[Data listing Boundary: Start]

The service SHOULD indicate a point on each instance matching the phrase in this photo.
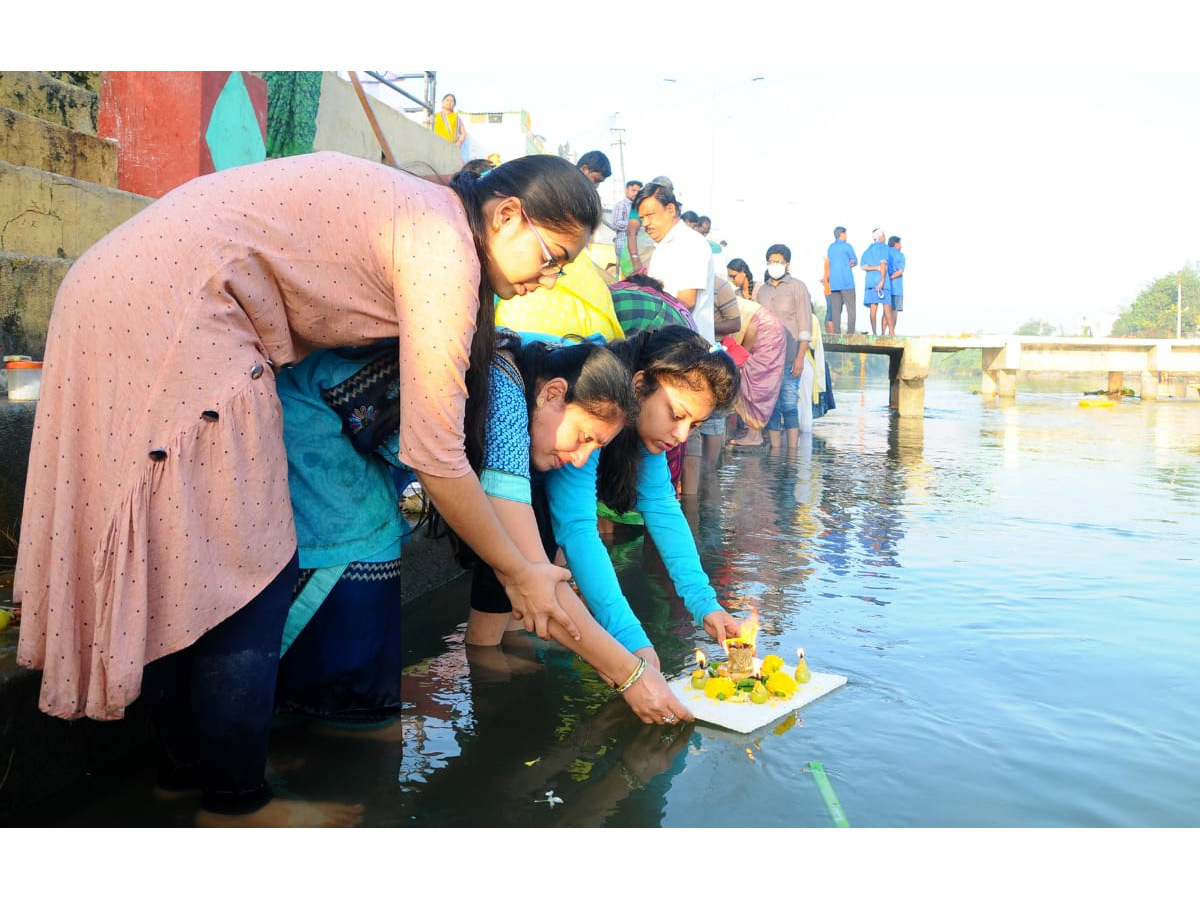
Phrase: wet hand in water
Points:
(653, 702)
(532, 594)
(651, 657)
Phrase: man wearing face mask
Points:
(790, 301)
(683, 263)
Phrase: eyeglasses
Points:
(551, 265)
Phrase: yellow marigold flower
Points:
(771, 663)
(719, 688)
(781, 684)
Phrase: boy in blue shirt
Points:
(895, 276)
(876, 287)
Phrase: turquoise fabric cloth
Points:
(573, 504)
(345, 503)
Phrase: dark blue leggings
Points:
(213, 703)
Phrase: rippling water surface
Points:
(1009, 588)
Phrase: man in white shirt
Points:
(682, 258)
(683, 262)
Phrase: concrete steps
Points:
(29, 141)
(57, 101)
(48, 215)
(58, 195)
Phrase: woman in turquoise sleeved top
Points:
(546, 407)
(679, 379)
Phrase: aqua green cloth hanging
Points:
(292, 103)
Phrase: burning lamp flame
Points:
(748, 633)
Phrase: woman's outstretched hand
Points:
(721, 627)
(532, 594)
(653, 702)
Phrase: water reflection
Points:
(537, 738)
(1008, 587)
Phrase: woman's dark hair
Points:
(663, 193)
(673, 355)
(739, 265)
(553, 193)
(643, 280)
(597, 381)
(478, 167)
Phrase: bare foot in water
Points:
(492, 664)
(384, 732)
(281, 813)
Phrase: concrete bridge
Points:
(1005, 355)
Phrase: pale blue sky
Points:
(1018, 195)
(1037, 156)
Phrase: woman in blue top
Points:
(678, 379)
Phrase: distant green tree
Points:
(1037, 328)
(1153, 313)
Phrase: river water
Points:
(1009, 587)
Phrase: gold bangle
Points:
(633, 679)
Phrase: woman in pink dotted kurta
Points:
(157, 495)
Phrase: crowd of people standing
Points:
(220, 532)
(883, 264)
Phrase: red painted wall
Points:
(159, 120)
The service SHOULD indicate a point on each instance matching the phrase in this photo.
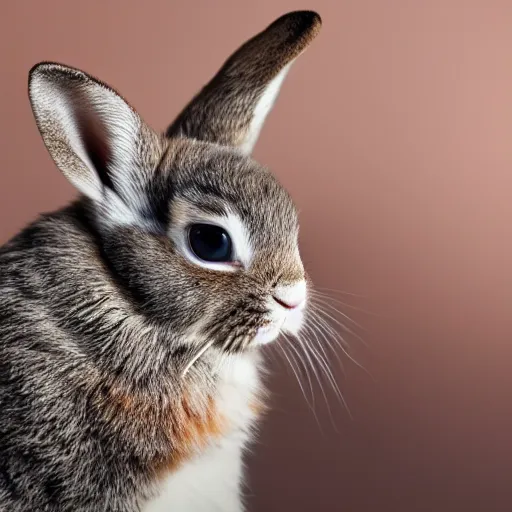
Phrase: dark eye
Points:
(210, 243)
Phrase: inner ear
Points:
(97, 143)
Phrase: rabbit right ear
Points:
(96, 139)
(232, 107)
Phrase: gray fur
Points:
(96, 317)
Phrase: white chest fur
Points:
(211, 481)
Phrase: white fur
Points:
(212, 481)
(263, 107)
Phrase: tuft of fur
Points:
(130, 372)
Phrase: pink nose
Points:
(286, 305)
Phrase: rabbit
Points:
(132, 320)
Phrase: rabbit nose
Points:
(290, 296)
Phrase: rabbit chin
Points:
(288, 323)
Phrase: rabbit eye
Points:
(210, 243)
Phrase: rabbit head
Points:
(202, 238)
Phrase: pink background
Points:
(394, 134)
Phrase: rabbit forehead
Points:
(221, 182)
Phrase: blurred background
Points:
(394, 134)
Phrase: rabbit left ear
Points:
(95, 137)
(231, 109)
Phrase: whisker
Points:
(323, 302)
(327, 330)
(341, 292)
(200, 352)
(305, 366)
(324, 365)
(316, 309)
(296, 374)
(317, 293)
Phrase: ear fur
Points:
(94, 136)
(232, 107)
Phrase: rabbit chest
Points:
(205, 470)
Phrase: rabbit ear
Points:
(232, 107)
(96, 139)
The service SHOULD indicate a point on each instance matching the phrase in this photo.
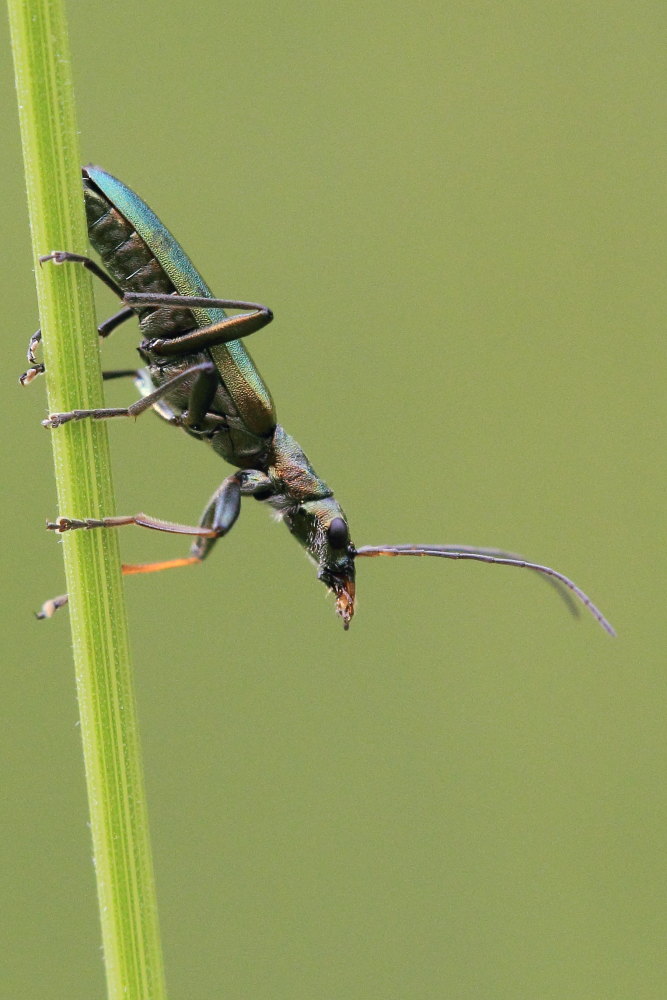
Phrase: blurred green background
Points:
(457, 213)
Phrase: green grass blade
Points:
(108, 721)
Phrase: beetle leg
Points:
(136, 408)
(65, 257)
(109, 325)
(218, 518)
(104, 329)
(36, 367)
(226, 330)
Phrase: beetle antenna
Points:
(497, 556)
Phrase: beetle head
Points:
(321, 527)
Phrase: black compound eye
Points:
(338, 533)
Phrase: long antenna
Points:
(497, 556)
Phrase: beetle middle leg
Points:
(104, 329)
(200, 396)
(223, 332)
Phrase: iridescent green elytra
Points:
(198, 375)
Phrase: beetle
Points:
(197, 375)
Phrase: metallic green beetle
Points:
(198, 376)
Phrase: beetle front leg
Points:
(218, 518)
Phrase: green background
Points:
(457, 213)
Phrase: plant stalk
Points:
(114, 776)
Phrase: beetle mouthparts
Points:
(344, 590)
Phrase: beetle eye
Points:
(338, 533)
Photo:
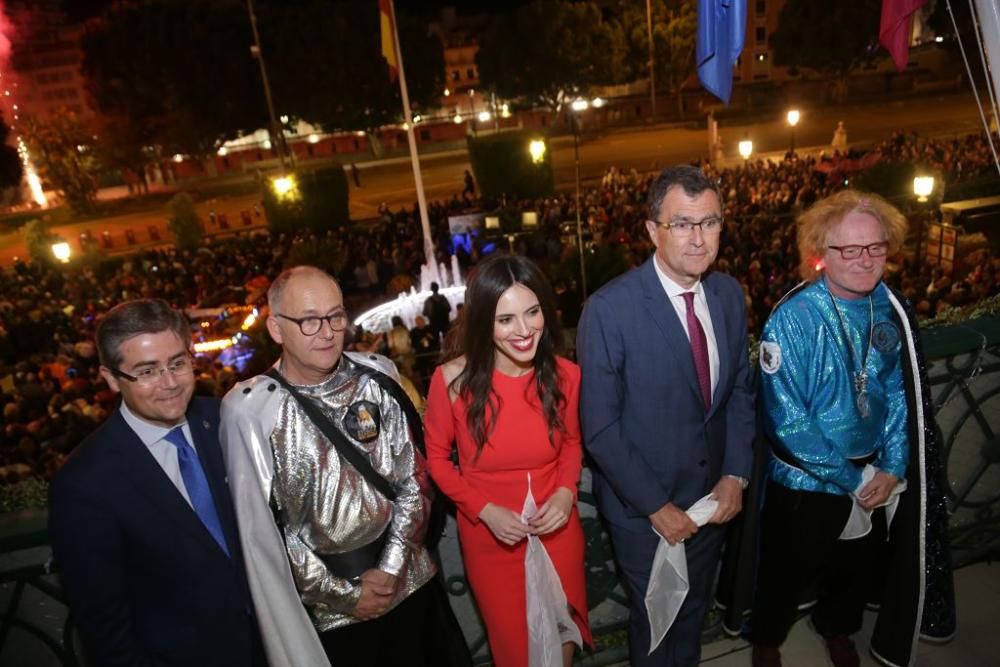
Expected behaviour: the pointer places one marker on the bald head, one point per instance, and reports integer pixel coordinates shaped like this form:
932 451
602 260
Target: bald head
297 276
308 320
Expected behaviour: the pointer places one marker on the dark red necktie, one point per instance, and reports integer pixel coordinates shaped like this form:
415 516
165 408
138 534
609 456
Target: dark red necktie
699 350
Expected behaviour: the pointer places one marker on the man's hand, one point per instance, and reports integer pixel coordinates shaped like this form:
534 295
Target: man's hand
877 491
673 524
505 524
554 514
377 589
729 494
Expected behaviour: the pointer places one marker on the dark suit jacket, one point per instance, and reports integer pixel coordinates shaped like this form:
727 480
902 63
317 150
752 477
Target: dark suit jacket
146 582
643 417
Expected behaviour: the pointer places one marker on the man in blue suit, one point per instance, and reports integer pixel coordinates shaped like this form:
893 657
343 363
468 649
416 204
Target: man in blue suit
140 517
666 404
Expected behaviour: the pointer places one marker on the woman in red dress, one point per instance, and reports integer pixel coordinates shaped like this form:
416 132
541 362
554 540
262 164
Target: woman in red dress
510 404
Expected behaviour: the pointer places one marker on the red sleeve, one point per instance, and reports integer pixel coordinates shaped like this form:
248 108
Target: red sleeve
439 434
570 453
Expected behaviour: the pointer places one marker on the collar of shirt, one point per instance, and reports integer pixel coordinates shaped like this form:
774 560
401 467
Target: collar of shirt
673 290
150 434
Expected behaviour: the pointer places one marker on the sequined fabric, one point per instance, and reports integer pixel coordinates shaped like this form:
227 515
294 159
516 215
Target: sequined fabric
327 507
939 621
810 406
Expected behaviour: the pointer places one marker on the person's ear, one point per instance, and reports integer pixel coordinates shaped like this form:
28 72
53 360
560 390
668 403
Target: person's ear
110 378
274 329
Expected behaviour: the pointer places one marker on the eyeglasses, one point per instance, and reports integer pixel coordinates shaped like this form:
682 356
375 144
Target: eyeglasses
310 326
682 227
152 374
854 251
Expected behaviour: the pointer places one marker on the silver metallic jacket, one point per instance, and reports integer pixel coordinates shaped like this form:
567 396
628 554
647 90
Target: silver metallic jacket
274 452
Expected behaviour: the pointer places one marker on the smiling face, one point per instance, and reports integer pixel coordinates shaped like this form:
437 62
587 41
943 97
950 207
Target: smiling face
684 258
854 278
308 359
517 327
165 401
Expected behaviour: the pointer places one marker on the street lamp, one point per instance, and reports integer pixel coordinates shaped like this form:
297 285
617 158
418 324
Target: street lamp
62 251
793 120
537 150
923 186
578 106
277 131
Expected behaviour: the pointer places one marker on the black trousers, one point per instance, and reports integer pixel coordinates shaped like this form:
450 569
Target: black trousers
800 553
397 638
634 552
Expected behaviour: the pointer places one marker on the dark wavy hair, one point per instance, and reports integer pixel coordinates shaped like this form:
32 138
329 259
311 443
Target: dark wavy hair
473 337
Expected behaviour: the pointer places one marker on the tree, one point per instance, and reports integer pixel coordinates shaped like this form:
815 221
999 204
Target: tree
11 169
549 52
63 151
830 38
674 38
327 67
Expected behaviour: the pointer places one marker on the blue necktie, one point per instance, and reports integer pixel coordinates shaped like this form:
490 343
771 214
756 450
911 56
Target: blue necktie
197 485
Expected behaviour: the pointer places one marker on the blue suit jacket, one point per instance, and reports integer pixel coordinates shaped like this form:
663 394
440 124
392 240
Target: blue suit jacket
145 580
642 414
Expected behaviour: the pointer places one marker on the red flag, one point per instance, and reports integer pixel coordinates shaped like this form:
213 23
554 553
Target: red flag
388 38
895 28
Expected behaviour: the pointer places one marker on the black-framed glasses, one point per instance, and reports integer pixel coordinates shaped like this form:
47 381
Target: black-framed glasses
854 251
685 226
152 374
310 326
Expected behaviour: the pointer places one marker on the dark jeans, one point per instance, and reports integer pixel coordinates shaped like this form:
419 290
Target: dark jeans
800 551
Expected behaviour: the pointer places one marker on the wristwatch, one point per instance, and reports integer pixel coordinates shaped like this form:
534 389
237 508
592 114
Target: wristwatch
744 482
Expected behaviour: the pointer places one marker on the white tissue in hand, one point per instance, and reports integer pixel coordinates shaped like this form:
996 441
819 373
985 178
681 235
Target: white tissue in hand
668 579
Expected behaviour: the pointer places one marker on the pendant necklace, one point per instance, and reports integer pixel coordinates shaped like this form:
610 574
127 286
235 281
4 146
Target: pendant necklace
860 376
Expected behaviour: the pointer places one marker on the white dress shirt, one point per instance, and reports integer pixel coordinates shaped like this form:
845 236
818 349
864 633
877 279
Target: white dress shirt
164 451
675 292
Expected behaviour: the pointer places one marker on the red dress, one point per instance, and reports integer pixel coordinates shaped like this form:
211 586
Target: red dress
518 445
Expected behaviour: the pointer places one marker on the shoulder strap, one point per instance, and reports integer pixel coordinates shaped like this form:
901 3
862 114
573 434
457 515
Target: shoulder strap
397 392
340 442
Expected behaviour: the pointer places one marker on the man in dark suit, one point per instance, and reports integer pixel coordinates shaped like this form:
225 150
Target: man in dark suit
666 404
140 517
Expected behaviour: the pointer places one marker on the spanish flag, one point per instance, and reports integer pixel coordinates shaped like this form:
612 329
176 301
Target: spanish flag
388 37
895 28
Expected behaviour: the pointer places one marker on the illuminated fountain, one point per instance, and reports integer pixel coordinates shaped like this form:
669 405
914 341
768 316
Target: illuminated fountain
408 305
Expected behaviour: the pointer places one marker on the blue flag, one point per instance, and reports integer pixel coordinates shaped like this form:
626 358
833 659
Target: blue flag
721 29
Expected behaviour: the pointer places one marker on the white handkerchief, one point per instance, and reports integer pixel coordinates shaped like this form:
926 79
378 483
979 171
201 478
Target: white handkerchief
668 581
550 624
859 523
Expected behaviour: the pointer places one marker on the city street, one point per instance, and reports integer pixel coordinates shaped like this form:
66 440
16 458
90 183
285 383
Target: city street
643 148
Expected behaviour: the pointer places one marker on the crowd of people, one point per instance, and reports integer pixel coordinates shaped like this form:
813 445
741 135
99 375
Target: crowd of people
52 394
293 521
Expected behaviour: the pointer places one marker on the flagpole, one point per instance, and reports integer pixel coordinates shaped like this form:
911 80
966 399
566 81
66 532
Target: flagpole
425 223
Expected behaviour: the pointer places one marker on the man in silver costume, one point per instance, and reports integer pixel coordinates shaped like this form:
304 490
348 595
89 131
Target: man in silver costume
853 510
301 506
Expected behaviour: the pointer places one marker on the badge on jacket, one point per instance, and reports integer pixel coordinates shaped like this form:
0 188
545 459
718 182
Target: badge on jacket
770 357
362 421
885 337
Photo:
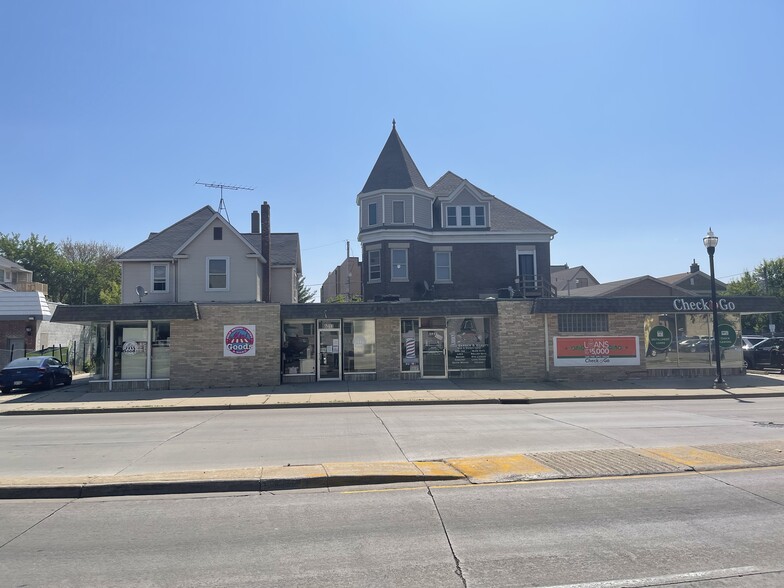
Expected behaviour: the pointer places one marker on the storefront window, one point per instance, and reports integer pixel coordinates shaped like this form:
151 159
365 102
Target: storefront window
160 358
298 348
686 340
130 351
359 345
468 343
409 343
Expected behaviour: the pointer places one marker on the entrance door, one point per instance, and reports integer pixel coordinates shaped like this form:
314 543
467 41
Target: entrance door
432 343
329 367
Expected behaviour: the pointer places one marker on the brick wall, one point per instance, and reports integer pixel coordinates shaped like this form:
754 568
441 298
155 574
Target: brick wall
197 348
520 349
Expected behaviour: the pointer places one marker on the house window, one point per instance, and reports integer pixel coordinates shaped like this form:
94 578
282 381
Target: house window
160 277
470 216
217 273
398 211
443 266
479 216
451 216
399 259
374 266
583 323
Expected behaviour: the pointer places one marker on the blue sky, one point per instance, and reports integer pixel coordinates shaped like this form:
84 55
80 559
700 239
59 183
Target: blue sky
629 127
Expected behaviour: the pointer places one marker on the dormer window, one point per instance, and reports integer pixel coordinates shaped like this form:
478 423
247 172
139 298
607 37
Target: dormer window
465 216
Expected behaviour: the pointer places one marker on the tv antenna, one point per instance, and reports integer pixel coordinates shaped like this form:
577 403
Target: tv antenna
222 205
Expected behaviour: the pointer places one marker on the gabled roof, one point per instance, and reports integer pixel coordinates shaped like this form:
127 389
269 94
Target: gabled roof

[Data listing Boundary: End]

In the listing above, find the line with "Target: pendant necklace" and the line with "blue flag, one"; set down exactly those two lines and every line between them, nothing more.

Target: pendant necklace
860 376
Expected behaviour: the pointer places one marker on the white dress shirt, one point per instance, and reports integer pixel coordinates shaped like this form:
845 236
818 349
864 633
877 279
Target: white dress shirt
164 451
675 292
Expected behaviour: the pointer places one marker on the red dress, one point per instance, and reports integer pixel coordinates shaped like this form:
211 586
Target: red dress
518 445
Expected behaviour: the pointer places one marker on the shoulder strap, one point per instance, and reports integer pixel coordinates shaped like this form:
901 3
862 114
573 434
457 515
Target: shoulder strap
397 392
340 442
Expected behaviour: the pointer places one marker on the man in dark suit, one point per instance, and reports integer pixel coordinates shaped like this form:
225 150
Target: man in dark suit
666 404
140 517
Expected behaviour: the pointer places one marker on the spanish flag, one point per instance, and reports integer pixel coordinates shaped like this form:
612 329
176 301
Target: spanish flag
388 37
895 28
Expected behaviour: the pointer places one marker on the illuminated fountain, one point per instance, and reports integer pixel coordinates shaped like this form:
669 405
914 341
768 316
Target: illuminated fountain
408 305
Expected behaviour: the pointer places one marker on the blue flag, one point per instance, and reports integer pixel coordinates shaped like this form:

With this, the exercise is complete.